Write out each line of the records below as a JSON list of strings, one string per line, skipping blank lines and leaving out the pictures.

• ITEMS:
--------

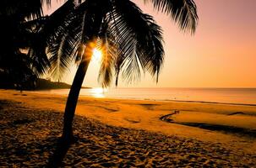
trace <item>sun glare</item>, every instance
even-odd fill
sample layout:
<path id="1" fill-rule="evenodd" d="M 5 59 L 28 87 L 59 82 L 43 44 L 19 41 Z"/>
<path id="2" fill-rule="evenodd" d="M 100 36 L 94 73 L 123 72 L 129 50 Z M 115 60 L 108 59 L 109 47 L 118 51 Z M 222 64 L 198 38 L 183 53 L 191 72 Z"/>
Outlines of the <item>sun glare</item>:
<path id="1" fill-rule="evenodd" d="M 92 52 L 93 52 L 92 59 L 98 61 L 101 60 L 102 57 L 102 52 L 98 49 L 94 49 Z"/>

--------

• RESPONSE:
[
  "trace <item>sun glare</item>, every instance",
  "even-odd fill",
  "sample layout:",
  "<path id=\"1\" fill-rule=\"evenodd\" d=\"M 5 59 L 28 87 L 59 82 L 43 44 L 19 41 Z\"/>",
  "<path id=\"2\" fill-rule=\"evenodd\" d=\"M 100 36 L 94 73 L 123 72 L 129 50 Z M 115 60 L 108 59 L 109 47 L 118 51 Z M 222 64 L 198 38 L 183 53 L 191 72 Z\"/>",
  "Outlines of the <item>sun glare</item>:",
  "<path id=\"1\" fill-rule=\"evenodd\" d=\"M 92 52 L 93 52 L 92 59 L 98 61 L 101 60 L 102 57 L 102 52 L 98 49 L 94 49 Z\"/>"
]